Excerpt provided:
HIS HONOUR: In opening.
MR GUNSON SC: Yeah.
MR ELLIS SC: Oh in opening –
MR GUNSON SC: Yes, in opening.
MR ELLIS SC: Oh okay, I abandon that, if I said it in opening.
HIS HONOUR: All right. Well I’ll do nothing about that point. What’s the next point?
Given that both the judge and defence counsel Gunson had got the wrong – and prejudicial – impression, it was highly likely that the jury did, too. Perhaps His Honour could have mentioned this exchange to the jury … or have Ellis do so.
Henry Keogh case
Two days after Anna-Jane’s death, South Australia’s chief forensic pathologist Dr Colin Manock performed an autopsy which didn’t raise any concerns. But after hearing about the suspicions over insurance policies, he examined the body again. His re-examination lead him to form a “grip theory” — which he says explained faint bruises on the outside of her left leg. He said there was a key thumb bruise on the outside of the left leg and suggested her legs had been lifted over her head in the bathtub which ended in her being drowned.

Records provided:
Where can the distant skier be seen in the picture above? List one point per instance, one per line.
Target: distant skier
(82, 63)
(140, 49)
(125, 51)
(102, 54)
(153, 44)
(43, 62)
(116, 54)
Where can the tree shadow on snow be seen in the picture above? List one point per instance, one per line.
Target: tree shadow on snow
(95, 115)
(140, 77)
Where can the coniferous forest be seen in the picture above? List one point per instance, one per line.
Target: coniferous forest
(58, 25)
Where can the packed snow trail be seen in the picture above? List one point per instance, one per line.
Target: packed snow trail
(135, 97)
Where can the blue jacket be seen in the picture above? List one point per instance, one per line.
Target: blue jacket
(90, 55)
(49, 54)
--
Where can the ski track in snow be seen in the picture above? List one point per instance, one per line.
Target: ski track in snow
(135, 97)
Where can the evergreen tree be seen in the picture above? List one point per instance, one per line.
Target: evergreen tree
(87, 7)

Problem A:
Answer these questions from the trial excerpt:
(i) Who says he will abandon the point if he made it in opening?
(ii) Who performed the autopsy two days after Anna-Jane's death?
(iii) Where was the key thumb bruise said to be?
Problem B:
Reproduce the stretch of the trial excerpt from "Given that both" through "her being drowned.".
Problem C:
Carry on writing the trial excerpt about the Henry Keogh case, starting after its last sentence.
The data come from a separate source.

Answer A:
(i) Mr Ellis SC
(ii) Dr Colin Manock, South Australia's chief forensic pathologist
(iii) On the outside of the left leg

Answer B:
Given that both the judge and defence counsel Gunson had got the wrong – and prejudicial – impression, it was highly likely that the jury did, too. Perhaps His Honour could have mentioned this exchange to the jury … or have Ellis do so.
Henry Keogh case
Two days after Anna-Jane’s death, South Australia’s chief forensic pathologist Dr Colin Manock performed an autopsy which didn’t raise any concerns. But after hearing about the suspicions over insurance policies, he examined the body again. His re-examination lead him to form a “grip theory” — which he says explained faint bruises on the outside of her left leg. He said there was a key thumb bruise on the outside of the left leg and suggested her legs had been lifted over her head in the bathtub which ended in her being drowned.

Answer C:
This was the evidence on which the prosecution built a hypothesis to put to the jury. There was no direct evidence against Keogh. The scenario of how the murder was physically committed was accepted as credible. The method of drowning proposed by Manock was not possible when the physical location of the bath against the wall was considered, requiring an attacker to be positioned where a wall was located. Manock did not visit the scene until three months after the drowning theory was proposed.
In 2009 Manock recanted his evidence, and acknowledged that evidence he gave at trial to the effect, at least by implication, that his microscopic examination supported the conclusion that the medial side mark was a bruise, was wrong.
The error proved catastrophic for Keogh; the bruise Manock identified as the grip marks could not have been inflicted at the time of death, as haemosiderin was later found in the relevant tissue sample. As the appeals court heard, “haemosiderin is a by-product of the healing process consequent on a person suffering, inter alia, a bruise or some type of tissue lesion. However, haemosiderin will be detectable no earlier than 24 hours after the bruise or lesion to which it relates is suffered.”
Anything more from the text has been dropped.